[Records from a data collection]

━━━━━━━━

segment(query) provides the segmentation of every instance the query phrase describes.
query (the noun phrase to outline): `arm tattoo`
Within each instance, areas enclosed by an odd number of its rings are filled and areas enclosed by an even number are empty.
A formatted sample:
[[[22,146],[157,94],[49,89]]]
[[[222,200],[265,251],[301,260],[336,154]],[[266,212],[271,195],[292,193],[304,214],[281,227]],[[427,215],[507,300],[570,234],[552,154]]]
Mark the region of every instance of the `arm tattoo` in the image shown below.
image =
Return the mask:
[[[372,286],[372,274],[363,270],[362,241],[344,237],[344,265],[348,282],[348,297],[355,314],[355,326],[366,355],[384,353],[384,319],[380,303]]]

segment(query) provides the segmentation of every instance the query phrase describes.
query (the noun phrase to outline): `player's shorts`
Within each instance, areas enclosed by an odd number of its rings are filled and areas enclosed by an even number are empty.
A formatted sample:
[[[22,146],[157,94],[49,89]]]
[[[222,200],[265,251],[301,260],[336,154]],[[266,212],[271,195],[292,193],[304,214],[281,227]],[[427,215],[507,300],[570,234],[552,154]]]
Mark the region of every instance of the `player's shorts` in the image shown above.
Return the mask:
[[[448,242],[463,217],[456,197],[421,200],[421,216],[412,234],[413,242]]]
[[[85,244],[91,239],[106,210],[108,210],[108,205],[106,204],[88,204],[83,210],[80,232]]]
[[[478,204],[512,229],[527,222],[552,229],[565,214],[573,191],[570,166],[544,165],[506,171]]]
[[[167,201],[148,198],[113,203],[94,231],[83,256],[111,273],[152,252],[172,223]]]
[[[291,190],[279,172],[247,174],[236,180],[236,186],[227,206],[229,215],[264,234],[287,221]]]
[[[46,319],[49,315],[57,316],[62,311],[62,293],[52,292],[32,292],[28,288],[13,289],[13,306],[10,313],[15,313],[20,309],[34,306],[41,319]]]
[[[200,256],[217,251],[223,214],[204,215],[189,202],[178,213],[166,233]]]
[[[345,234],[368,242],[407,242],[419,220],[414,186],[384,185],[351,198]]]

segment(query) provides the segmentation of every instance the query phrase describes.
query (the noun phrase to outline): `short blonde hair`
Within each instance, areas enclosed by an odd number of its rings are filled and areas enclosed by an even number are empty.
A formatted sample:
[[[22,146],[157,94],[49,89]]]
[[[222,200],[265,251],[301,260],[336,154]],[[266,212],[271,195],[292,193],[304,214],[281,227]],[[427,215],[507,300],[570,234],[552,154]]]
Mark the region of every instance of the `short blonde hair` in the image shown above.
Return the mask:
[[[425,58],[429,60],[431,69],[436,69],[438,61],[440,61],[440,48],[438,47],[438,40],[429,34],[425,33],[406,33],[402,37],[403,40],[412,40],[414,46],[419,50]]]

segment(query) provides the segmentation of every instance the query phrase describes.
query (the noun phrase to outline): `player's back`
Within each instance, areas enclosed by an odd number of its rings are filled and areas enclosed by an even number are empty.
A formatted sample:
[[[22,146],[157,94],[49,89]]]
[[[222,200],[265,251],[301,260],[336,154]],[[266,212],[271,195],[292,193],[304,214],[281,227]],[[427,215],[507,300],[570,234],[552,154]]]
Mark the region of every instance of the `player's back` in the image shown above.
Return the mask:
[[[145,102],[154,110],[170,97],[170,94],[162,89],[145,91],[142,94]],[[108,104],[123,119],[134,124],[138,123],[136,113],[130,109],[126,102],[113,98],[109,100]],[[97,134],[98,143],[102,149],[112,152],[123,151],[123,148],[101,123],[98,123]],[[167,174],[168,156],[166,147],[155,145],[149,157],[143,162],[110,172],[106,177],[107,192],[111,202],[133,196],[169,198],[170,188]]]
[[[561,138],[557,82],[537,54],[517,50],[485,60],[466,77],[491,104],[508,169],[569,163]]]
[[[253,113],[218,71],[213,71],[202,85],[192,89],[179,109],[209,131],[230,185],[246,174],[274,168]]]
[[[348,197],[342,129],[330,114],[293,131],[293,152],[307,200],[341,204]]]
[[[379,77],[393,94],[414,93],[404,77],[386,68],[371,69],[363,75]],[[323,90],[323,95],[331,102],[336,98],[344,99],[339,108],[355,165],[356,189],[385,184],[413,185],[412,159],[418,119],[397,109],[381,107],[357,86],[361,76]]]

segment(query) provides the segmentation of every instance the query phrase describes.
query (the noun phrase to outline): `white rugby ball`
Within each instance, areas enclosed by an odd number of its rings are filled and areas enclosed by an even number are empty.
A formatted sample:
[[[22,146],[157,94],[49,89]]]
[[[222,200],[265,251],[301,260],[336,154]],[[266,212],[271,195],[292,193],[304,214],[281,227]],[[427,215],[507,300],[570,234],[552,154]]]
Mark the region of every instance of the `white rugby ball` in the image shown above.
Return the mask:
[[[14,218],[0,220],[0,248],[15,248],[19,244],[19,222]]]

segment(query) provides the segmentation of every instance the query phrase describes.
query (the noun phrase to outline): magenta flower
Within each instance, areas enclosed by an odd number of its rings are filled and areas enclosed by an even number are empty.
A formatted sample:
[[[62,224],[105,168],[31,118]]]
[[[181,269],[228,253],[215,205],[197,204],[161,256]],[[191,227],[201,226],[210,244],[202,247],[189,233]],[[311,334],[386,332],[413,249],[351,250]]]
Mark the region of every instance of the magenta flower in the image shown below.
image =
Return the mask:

━━━━━━━━

[WORK TO BE COMPLETED]
Write out every record verbatim.

[WRITTEN SOLUTION]
segment(query) provides the segmentation of every instance the query phrase describes.
query (the noun phrase to outline): `arm tattoo`
Within each instance, areas enclosed by an odd number of its rings are filled and areas enclosed by an even number are empty.
A formatted sample:
[[[22,146],[157,94],[49,89]]]
[[[222,200],[265,251],[301,260],[336,154]],[[266,212],[271,195],[292,193],[304,214],[281,227]],[[427,215],[507,300],[570,234],[552,154]]]
Mark the region of every instance of the `arm tattoo` in the image shown below.
image =
Return the mask:
[[[372,286],[372,274],[363,270],[362,241],[344,237],[344,265],[348,282],[348,297],[355,314],[355,326],[366,355],[384,353],[384,319],[380,303]]]

segment(query) provides the segmentation of every instance the query phrase describes.
query (the noun phrase to outline): `player's shorts`
Within each instance, areas enclosed by an odd number of its rings are filled and areas enclosed by an even number are empty.
A formatted sample:
[[[22,146],[157,94],[49,89]]]
[[[222,200],[265,251],[301,260],[336,154]],[[266,212],[271,195],[292,193],[304,214],[281,227]],[[427,215],[507,300],[570,234],[552,154]]]
Mark the region of every instance of the `player's shorts` in the image shown above.
Return the mask:
[[[448,242],[463,217],[456,197],[421,200],[421,216],[412,234],[413,242]]]
[[[85,244],[91,239],[106,210],[108,210],[108,205],[106,204],[88,204],[83,210],[80,232]]]
[[[478,204],[512,229],[527,222],[552,229],[565,214],[573,191],[570,166],[544,165],[506,171]]]
[[[167,201],[148,198],[113,203],[94,231],[83,256],[111,273],[152,252],[172,223]]]
[[[291,190],[279,172],[247,174],[236,180],[236,186],[227,206],[229,215],[264,234],[287,221]]]
[[[46,319],[49,315],[57,316],[62,311],[62,293],[52,292],[32,292],[28,288],[13,289],[13,306],[10,313],[15,313],[20,309],[34,306],[41,319]]]
[[[200,256],[217,251],[223,214],[204,215],[189,202],[178,213],[166,233]]]
[[[345,234],[368,242],[407,242],[419,220],[414,186],[384,185],[351,198]]]

segment(query) provides the segmentation of every instance the query phrase describes.
query (the noun phrase to outline): `short blonde hair`
Within each instance, areas enclosed by an odd number of its rings are filled and areas enclosed by an even number are empty.
A formatted sample:
[[[22,146],[157,94],[49,89]]]
[[[222,200],[265,251],[301,260],[336,154]],[[266,212],[271,195],[292,193],[304,214],[281,227]],[[427,215],[507,300],[570,234],[552,154]]]
Mark the region of every instance of the `short blonde hair` in the image shown above.
Return the mask:
[[[425,58],[429,60],[431,69],[436,69],[438,61],[440,61],[440,48],[438,47],[438,40],[429,34],[425,33],[406,33],[402,37],[403,40],[412,40],[414,46],[419,50]]]

segment(query) provides the segmentation of every instance the query phrase describes.
query (the noun phrase to outline): `player's back`
Within each instance, areas enclosed by an odd number of its rings are filled and areas enclosed by an even number are empty.
A formatted sample:
[[[22,146],[157,94],[49,89]]]
[[[222,200],[265,251],[301,260],[336,154]],[[266,212],[271,195],[292,193],[304,214],[281,227]],[[427,215],[507,300],[570,234],[552,154]]]
Mark the region of every instance of the `player's back` in the image shown above.
Return the mask:
[[[145,102],[154,110],[170,97],[170,94],[162,89],[145,91],[142,94]],[[108,104],[123,119],[134,124],[138,123],[136,113],[130,109],[126,102],[113,98],[109,100]],[[97,134],[98,143],[102,149],[112,152],[123,151],[123,148],[101,123],[98,123]],[[167,174],[168,156],[166,147],[155,145],[149,157],[143,162],[110,172],[106,177],[107,192],[111,202],[133,196],[169,198],[170,188]]]
[[[561,138],[557,82],[537,54],[517,50],[485,60],[466,77],[491,104],[508,169],[569,163]]]
[[[253,113],[218,71],[213,71],[202,85],[192,89],[179,109],[209,131],[230,185],[246,174],[274,168]]]
[[[348,197],[342,129],[330,114],[293,131],[293,152],[307,200],[341,204]]]
[[[379,77],[393,94],[414,93],[404,77],[386,68],[371,69],[363,75]],[[323,90],[323,95],[331,102],[336,98],[344,99],[339,108],[355,165],[356,189],[385,184],[413,185],[412,159],[418,119],[397,109],[381,107],[357,86],[361,76]]]

segment(query) provides the segmentation of every instance the query phrase describes.
query (the noun phrase to outline): `white rugby ball`
Within each instance, areas enclosed by an odd number of its rings are filled and areas enclosed by an even number are empty.
A formatted sample:
[[[22,146],[157,94],[49,89]]]
[[[222,200],[265,251],[301,260],[336,154]],[[266,212],[271,195],[292,193],[304,214],[281,227]],[[427,215],[507,300],[570,234],[552,154]]]
Mark the region of every instance of the `white rugby ball` in the image shown above.
Return the mask:
[[[14,218],[0,220],[0,248],[15,248],[19,244],[19,222]]]

segment(query) provides the segmentation of every instance the query phrase describes.
query (the noun phrase to outline): magenta flower
Within each instance, areas enclosed by an odd number of its rings are filled and areas enclosed by an even number are empty.
A formatted sample:
[[[62,224],[105,168],[31,118]]]
[[[181,269],[228,253],[215,205],[197,204],[161,256]],[[191,227],[201,226],[210,244],[202,247],[189,233]],[[311,334],[386,332],[413,249],[351,250]]]
Mark the region of every instance of the magenta flower in the image shown below.
image =
Return the mask:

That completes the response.